Given information —
******
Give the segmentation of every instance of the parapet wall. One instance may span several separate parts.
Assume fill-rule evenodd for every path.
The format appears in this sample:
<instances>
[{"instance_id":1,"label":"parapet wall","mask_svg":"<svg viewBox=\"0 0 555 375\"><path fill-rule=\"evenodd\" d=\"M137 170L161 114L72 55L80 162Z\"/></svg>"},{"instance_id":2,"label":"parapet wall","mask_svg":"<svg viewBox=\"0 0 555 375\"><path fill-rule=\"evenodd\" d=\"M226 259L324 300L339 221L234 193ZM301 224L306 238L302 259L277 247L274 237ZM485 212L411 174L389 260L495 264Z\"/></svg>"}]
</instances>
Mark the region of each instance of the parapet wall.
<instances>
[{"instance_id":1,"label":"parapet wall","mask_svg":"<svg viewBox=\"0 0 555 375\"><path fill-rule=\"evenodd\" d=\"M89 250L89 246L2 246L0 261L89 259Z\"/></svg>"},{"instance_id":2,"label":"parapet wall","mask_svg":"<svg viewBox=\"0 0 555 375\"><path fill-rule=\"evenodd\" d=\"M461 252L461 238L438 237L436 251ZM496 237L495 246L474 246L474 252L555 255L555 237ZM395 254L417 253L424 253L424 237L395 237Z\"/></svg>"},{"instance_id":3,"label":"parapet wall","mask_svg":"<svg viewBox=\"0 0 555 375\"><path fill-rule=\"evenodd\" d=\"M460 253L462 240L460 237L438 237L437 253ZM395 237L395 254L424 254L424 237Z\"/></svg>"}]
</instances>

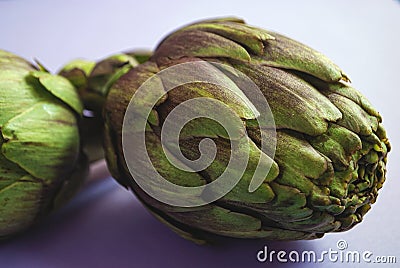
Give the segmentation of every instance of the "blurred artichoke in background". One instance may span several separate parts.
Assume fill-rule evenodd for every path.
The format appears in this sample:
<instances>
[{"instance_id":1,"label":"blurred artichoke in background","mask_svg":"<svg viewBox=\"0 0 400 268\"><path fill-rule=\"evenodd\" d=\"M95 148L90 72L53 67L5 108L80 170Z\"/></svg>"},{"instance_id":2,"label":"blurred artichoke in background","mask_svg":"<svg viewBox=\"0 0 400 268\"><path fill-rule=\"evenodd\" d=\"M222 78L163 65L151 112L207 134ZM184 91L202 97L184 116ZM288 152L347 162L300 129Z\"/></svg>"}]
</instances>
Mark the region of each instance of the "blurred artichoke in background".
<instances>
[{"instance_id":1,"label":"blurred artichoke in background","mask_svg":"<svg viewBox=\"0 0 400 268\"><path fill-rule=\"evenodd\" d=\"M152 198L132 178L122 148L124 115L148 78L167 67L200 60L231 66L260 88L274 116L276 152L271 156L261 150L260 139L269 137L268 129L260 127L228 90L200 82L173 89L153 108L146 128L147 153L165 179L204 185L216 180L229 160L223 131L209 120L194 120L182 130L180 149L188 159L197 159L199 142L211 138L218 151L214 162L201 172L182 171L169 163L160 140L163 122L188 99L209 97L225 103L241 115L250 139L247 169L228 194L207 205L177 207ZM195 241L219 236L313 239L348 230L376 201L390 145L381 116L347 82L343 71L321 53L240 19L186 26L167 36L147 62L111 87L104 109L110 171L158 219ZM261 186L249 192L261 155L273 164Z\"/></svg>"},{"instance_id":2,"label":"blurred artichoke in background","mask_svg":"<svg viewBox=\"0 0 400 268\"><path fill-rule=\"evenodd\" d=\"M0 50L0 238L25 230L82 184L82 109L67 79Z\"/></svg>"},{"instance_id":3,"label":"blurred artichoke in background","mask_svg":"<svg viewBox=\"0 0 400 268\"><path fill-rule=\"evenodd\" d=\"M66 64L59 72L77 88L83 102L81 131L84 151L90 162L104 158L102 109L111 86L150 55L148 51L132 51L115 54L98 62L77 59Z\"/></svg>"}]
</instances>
******
Work instruction — Output the material above verbatim but exclude each picture.

Task result —
Give the segmentation of every instance of the parapet wall. One instance may span several separate parts.
Assume fill-rule evenodd for every path.
The format appears in this sample:
<instances>
[{"instance_id":1,"label":"parapet wall","mask_svg":"<svg viewBox=\"0 0 555 375\"><path fill-rule=\"evenodd\" d=\"M137 170L161 114L72 55L80 162Z\"/></svg>"},{"instance_id":2,"label":"parapet wall","mask_svg":"<svg viewBox=\"0 0 555 375\"><path fill-rule=\"evenodd\" d=\"M226 259L324 300L339 221L234 193ZM301 224L306 238L302 259L277 247L274 237ZM485 212L411 174L389 260L495 264Z\"/></svg>"}]
</instances>
Mark the region of each instance of the parapet wall.
<instances>
[{"instance_id":1,"label":"parapet wall","mask_svg":"<svg viewBox=\"0 0 555 375\"><path fill-rule=\"evenodd\" d=\"M89 250L89 246L2 246L0 261L89 259Z\"/></svg>"},{"instance_id":2,"label":"parapet wall","mask_svg":"<svg viewBox=\"0 0 555 375\"><path fill-rule=\"evenodd\" d=\"M461 252L461 238L438 237L436 251ZM496 237L495 246L474 246L474 252L555 255L555 237ZM395 254L417 253L424 253L424 237L395 237Z\"/></svg>"},{"instance_id":3,"label":"parapet wall","mask_svg":"<svg viewBox=\"0 0 555 375\"><path fill-rule=\"evenodd\" d=\"M460 253L462 240L460 237L438 237L437 253ZM395 237L395 254L424 254L424 237Z\"/></svg>"}]
</instances>

Give the segmentation of every instance of the "blurred artichoke in background". One instance may span several separate parts.
Assume fill-rule evenodd for every path.
The format appears in this sample:
<instances>
[{"instance_id":1,"label":"blurred artichoke in background","mask_svg":"<svg viewBox=\"0 0 400 268\"><path fill-rule=\"evenodd\" d=\"M95 148L90 72L53 67L5 108L80 170Z\"/></svg>"},{"instance_id":2,"label":"blurred artichoke in background","mask_svg":"<svg viewBox=\"0 0 400 268\"><path fill-rule=\"evenodd\" d=\"M222 78L163 65L151 112L207 134ZM184 91L202 97L184 116ZM288 152L347 162L300 129Z\"/></svg>"}]
</instances>
Mark the region of each instance of the "blurred artichoke in background".
<instances>
[{"instance_id":1,"label":"blurred artichoke in background","mask_svg":"<svg viewBox=\"0 0 400 268\"><path fill-rule=\"evenodd\" d=\"M152 198L132 178L122 148L124 115L148 78L167 67L200 60L231 66L260 88L274 116L276 152L271 156L261 150L260 139L269 137L268 129L260 127L228 90L200 82L173 89L153 108L146 128L147 153L165 179L204 185L216 180L229 160L223 131L209 120L194 120L182 130L180 149L188 159L197 159L199 142L211 138L218 151L214 162L201 172L182 171L169 163L160 140L163 122L188 99L209 97L225 103L241 115L250 139L247 169L228 194L207 205L177 207ZM195 241L219 236L313 239L348 230L376 201L390 145L381 116L347 82L343 71L321 53L240 19L186 26L167 36L147 62L111 87L104 109L110 171L158 219ZM261 186L249 192L261 155L273 164Z\"/></svg>"},{"instance_id":2,"label":"blurred artichoke in background","mask_svg":"<svg viewBox=\"0 0 400 268\"><path fill-rule=\"evenodd\" d=\"M0 50L0 238L25 230L82 184L82 109L67 79Z\"/></svg>"},{"instance_id":3,"label":"blurred artichoke in background","mask_svg":"<svg viewBox=\"0 0 400 268\"><path fill-rule=\"evenodd\" d=\"M66 64L59 72L77 88L83 102L81 131L84 151L90 162L104 158L102 109L111 86L150 55L148 51L132 51L115 54L98 62L77 59Z\"/></svg>"}]
</instances>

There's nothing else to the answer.